SOURCE EXTRACT =>
------------------------------------------------------------------------
- CNS News -
Sens. Joe Lieberman (I-Conn.) and Susan Collins (R-Maine) told reporters earlier this week that information-sharing policies between the federal government and the U.S. military do not seem to have evolved since the Sept. 11, 2001 attacks by Islamic extremists that killed nearly 3,000 Americans.
The senators said the Obama administration took too long to brief the Senate Homeland Security and Governmental Affairs Committee on the Fort Hood shootings. The Senate panel has launched its own investigation into the Nov. 5 slaying of 13 people at the Army base in Killeen, Texas.
Lieberman and Collins, the committee’s chairman and ranking member, respectively, said although a recent closed-door meeting with Defense Department officials on the Fort Hood shootings was “helpful,” the Obama administration is not being transparent about its investigation into Army Maj. Nidal Hasan, a Muslim with ties to Islamic extremists, who is charged with the killings. The senators said the administration is not fully cooperating with the congressional probe of the case.
Lieberman and Collins spoke with reporters at the U.S. Capitol.
“Today’s hearing was very helpful, but I would be remiss if I did not express my disappointment in the administration’s slow walking of this case,” Collins said after Tuesday’s briefing by Under Secretary of Defense for Intelligence James R. Clapper, Principal Deputy Assistant Secretary of the Army for Manpower and Reserve Affairs Karl F. Schneider, and Maj. Gen. Carla G. Hawley-Bowland, commanding general of the Northern Regional Medical Command and Walter Reed Army Medical Center, where Hasan worked before being transferred to Fort Hood.
------------------------------------------------------------------------
RECORD EXTRACTS =>
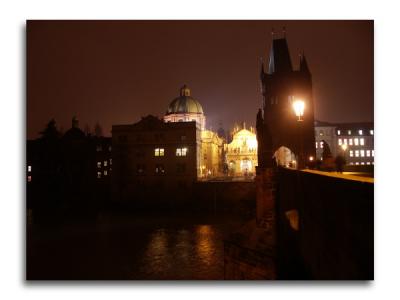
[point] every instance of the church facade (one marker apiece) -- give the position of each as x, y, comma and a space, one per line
166, 154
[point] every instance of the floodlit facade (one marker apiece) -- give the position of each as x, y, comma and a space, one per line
241, 153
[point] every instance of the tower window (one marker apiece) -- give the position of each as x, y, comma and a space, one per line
160, 170
140, 169
181, 151
159, 152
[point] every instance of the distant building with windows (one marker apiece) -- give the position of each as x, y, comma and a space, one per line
241, 152
353, 140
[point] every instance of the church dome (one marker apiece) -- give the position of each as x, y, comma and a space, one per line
185, 103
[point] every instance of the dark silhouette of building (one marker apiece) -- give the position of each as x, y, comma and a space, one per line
67, 174
277, 124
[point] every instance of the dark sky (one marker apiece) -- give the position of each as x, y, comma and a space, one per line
114, 72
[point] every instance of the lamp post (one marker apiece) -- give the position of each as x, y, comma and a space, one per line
298, 107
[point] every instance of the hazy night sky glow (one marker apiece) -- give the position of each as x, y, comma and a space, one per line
114, 72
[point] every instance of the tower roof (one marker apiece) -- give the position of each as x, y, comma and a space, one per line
279, 57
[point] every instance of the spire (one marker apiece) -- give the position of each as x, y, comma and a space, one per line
185, 91
303, 64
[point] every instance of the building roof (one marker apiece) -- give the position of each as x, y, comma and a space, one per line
185, 103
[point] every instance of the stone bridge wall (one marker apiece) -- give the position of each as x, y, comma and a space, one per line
325, 227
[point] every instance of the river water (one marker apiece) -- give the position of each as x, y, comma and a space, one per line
127, 247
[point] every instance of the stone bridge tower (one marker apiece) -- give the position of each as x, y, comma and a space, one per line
277, 124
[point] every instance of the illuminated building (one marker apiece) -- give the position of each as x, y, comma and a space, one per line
241, 153
187, 109
357, 138
168, 155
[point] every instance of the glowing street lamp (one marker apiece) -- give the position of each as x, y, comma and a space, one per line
298, 107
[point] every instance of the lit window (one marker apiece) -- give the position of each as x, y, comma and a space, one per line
159, 152
181, 151
140, 169
160, 169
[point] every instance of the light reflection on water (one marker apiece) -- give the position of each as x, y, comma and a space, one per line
190, 253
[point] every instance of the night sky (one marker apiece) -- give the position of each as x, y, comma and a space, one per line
114, 72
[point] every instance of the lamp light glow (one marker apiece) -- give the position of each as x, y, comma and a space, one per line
298, 107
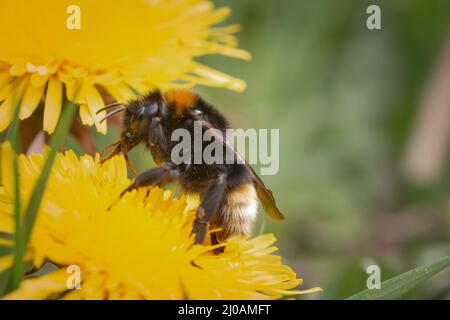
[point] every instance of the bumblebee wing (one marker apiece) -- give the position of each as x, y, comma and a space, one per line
265, 195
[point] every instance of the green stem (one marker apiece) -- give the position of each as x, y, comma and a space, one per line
38, 191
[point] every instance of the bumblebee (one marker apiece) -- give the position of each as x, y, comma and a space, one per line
229, 192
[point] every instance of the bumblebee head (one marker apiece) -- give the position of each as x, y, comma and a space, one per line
171, 107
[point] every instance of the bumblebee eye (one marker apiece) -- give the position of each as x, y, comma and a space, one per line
140, 110
195, 112
152, 109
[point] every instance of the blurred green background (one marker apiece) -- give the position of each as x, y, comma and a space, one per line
348, 102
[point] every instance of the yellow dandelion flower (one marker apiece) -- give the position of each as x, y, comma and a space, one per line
105, 47
141, 247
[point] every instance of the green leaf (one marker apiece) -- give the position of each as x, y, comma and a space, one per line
14, 138
36, 197
395, 287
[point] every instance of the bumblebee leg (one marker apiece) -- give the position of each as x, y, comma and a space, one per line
210, 201
156, 176
214, 241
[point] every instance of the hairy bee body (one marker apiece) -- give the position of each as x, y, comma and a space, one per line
229, 192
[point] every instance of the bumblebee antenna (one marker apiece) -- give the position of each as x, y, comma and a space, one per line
109, 147
109, 106
111, 114
129, 165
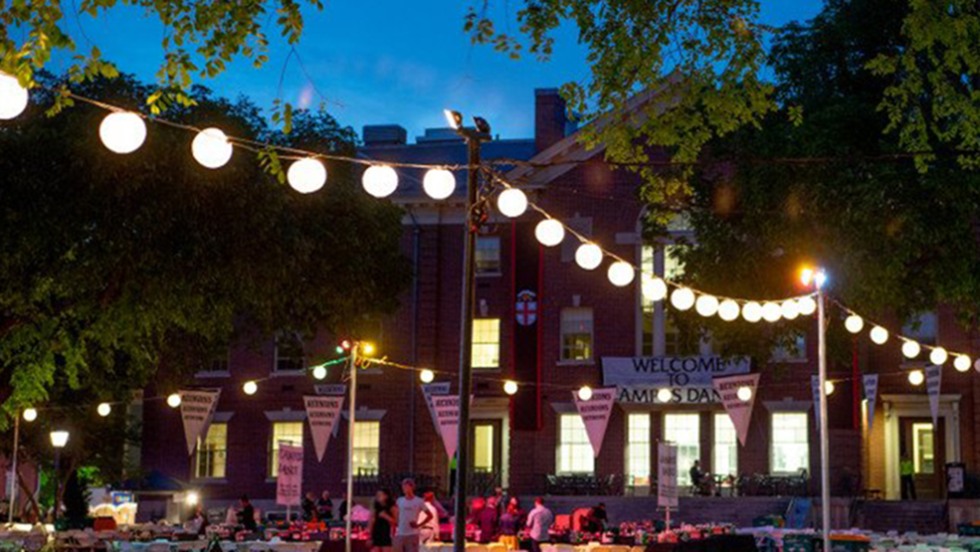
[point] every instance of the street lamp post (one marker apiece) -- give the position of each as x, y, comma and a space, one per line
473, 137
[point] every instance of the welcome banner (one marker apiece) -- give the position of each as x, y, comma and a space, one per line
322, 412
595, 414
738, 410
197, 410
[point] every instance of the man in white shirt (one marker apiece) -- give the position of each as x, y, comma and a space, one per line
411, 514
539, 521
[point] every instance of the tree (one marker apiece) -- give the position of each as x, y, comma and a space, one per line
115, 266
896, 241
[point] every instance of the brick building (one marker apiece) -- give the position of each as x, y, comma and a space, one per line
582, 323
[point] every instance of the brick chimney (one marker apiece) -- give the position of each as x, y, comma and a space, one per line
550, 118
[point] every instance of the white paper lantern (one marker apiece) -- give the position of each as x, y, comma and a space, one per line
588, 256
13, 97
961, 363
728, 310
439, 183
911, 349
621, 273
806, 305
771, 312
854, 323
306, 175
682, 299
752, 312
789, 309
916, 377
706, 305
512, 202
549, 232
122, 131
653, 288
380, 180
211, 148
879, 335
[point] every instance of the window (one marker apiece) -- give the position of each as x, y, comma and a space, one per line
212, 453
574, 449
367, 447
724, 459
576, 334
487, 255
289, 353
486, 343
291, 433
638, 449
790, 442
684, 430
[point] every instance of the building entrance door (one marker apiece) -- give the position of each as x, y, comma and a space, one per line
925, 445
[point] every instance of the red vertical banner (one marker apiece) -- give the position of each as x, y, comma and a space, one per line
526, 322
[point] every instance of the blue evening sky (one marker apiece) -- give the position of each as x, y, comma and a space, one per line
383, 61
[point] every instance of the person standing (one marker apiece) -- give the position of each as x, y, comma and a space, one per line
907, 471
539, 521
382, 520
410, 514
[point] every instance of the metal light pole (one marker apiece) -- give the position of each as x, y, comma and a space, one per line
473, 139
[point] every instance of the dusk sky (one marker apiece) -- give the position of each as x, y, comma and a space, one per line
383, 61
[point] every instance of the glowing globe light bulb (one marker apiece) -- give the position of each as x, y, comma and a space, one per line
706, 305
682, 299
752, 312
380, 180
306, 175
653, 288
512, 202
621, 274
13, 97
439, 183
122, 132
911, 349
211, 148
588, 256
549, 232
854, 323
916, 377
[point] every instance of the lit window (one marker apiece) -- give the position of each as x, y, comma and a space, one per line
684, 430
576, 334
790, 442
291, 433
638, 449
212, 452
486, 343
289, 353
574, 449
367, 447
487, 255
724, 459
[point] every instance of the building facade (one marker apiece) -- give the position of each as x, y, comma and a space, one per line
535, 442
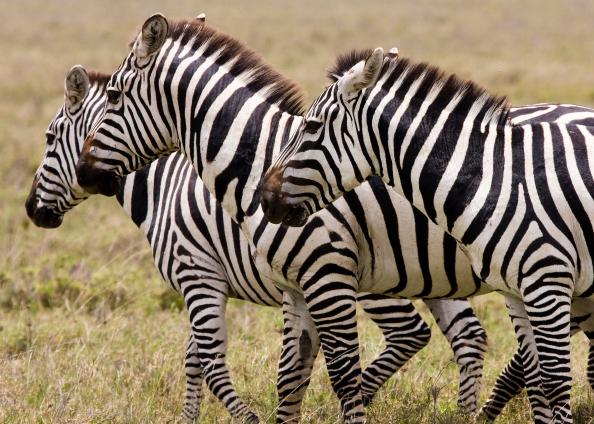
------------------------------------------------------------------------
EXERCISE INSTRUCTIONS =>
#1 Answer these from the Fort Hood article:
(a) How many people were killed in the Nov. 5 slaying at the Army base?
(b) What position did Collins hold on the Senate Homeland Security and Governmental Affairs Committee?
(c) Where did Hasan work before he was transferred to Fort Hood?
#2 Pull from the Fort Hood article the passage from "The senators said the Obama" to "of the case.", word for word.

RESULTS OF THE TASKS =>
#1
(a) 13 people
(b) Ranking member
(c) Walter Reed Army Medical Center

#2
The senators said the Obama administration took too long to brief the Senate Homeland Security and Governmental Affairs Committee on the Fort Hood shootings. The Senate panel has launched its own investigation into the Nov. 5 slaying of 13 people at the Army base in Killeen, Texas.
Lieberman and Collins, the committee’s chairman and ranking member, respectively, said although a recent closed-door meeting with Defense Department officials on the Fort Hood shootings was “helpful,” the Obama administration is not being transparent about its investigation into Army Maj. Nidal Hasan, a Muslim with ties to Islamic extremists, who is charged with the killings. The senators said the administration is not fully cooperating with the congressional probe of the case.